#### GIVEN PROBLEM
Starting at the line containing "Batch processing job — object class: footprint" and ending with the line containing "0 614 244 800", reproduce those lines with "footprint in snow" renamed to "footprint in mud" and everything else unchanged. Leave the pictures out of your answer.

#### MATERIAL SHOWN
============

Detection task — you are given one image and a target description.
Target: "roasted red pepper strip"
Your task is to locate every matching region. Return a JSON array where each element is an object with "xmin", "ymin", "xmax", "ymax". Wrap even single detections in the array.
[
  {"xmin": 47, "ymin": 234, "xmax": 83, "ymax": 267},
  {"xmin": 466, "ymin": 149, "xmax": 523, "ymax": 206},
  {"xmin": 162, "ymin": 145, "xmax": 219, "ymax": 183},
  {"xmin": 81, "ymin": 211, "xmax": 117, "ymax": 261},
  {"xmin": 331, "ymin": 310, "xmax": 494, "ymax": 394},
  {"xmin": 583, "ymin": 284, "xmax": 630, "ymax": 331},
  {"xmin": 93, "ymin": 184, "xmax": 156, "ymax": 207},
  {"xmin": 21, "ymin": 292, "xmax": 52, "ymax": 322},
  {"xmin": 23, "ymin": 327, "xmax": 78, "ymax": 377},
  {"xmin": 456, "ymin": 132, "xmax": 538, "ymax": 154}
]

============

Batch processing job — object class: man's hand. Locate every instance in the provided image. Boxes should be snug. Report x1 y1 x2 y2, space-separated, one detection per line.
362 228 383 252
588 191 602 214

============

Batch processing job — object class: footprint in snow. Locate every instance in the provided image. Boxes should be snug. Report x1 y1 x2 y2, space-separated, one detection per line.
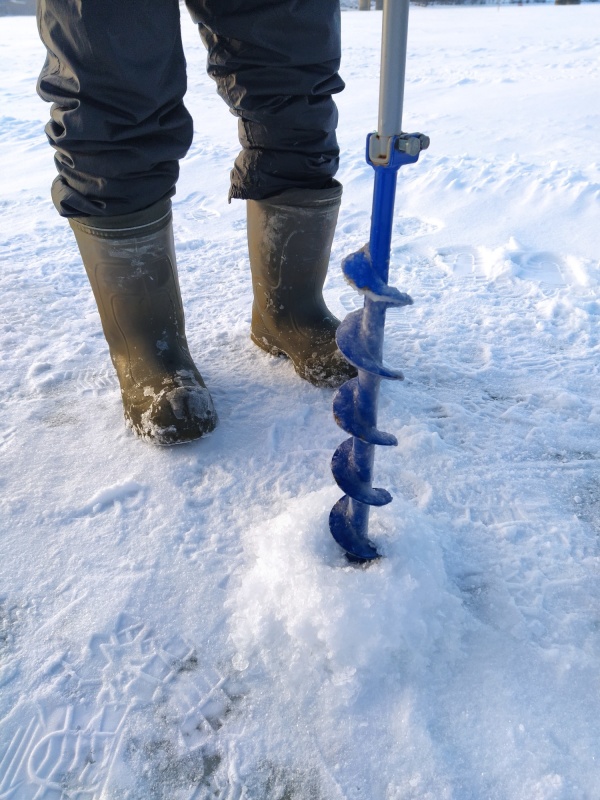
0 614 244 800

============

#### RESULT FOR THIS EXERCISE
Batch processing job — object class: footprint in mud. Locate every instance in the provided image. Boxes should be snug. Report x1 y1 x2 y2, space-separated, one detection per line.
0 614 244 800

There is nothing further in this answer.